TO DO - How many lines in the records below contain the word "flag"? Reply with that number only.
+---+
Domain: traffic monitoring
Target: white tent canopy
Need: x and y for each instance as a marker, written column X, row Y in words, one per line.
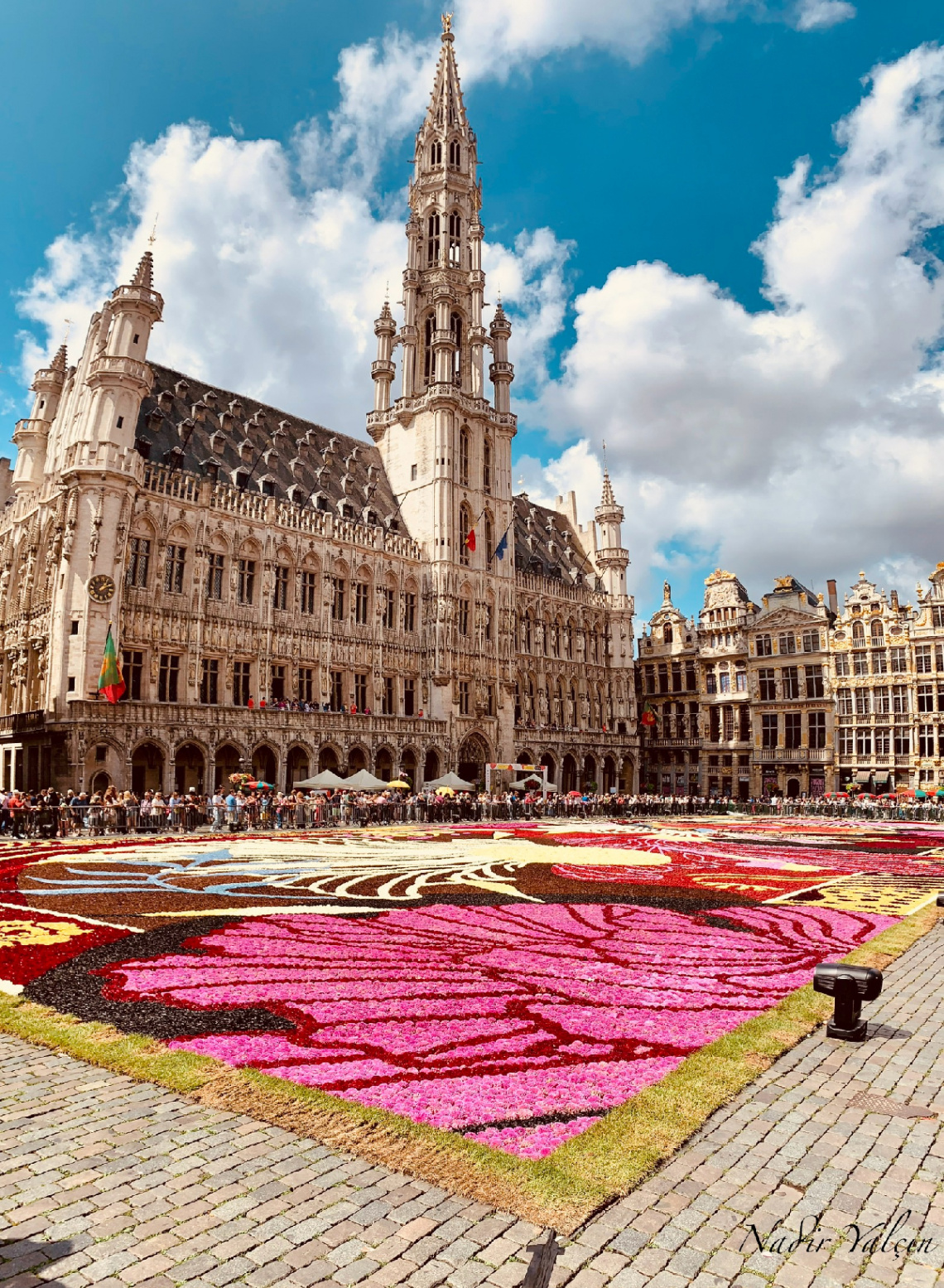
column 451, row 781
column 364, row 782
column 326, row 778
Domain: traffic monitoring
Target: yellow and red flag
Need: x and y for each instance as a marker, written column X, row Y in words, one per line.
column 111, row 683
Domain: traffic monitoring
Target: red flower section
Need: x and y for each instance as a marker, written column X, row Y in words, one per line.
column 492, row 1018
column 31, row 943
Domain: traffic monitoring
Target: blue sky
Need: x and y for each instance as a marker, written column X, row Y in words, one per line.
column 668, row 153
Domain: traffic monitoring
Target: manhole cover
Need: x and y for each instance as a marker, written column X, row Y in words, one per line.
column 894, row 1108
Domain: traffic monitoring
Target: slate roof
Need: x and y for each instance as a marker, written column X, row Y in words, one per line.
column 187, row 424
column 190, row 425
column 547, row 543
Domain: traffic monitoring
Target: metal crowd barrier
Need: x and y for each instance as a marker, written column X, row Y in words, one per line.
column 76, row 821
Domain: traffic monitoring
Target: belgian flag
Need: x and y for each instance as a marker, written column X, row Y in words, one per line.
+---+
EXPECTED ANSWER - 2